(Pointing dataset excerpts)
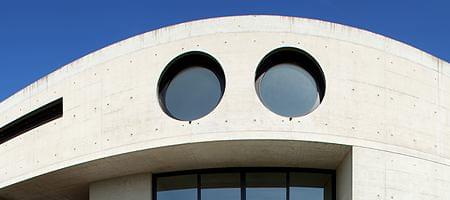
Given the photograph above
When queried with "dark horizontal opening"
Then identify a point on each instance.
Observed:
(36, 118)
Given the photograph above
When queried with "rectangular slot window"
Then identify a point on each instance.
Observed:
(38, 117)
(246, 184)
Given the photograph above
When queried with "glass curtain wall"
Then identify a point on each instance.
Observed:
(246, 184)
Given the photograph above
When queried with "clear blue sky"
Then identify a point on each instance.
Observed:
(39, 36)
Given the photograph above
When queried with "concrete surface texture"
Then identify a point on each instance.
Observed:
(383, 125)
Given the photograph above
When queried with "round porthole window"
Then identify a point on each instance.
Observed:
(290, 82)
(191, 86)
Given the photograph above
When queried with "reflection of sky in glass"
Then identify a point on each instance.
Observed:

#### Exercise aim:
What you return should match the records above word for word, minus the pictures.

#### Written response:
Given the photograph above
When queried with "dark horizontal opening"
Then identify a point on each instance.
Observed:
(36, 118)
Given the photograph above
When queried with "rectangular slot window"
Then identify a point on each instance.
Observed:
(38, 117)
(246, 184)
Given the photograph above
When queried with "glass curtain wall"
Then identify a point on each instance.
Observed:
(246, 184)
Given the photograph above
When queried with "clear blue sky"
Then identify a point on each instance.
Observed:
(39, 36)
Given the photograph above
When queried with "concrete surface texture"
Then identify a point on each instance.
Observed:
(383, 125)
Given the photograph above
When queried with "round porthole window"
Then identify a point on each instance.
Observed:
(290, 82)
(191, 86)
Given the photograph above
When queried with "reflection of sky in glass"
Then identify a point on each instance.
Observed:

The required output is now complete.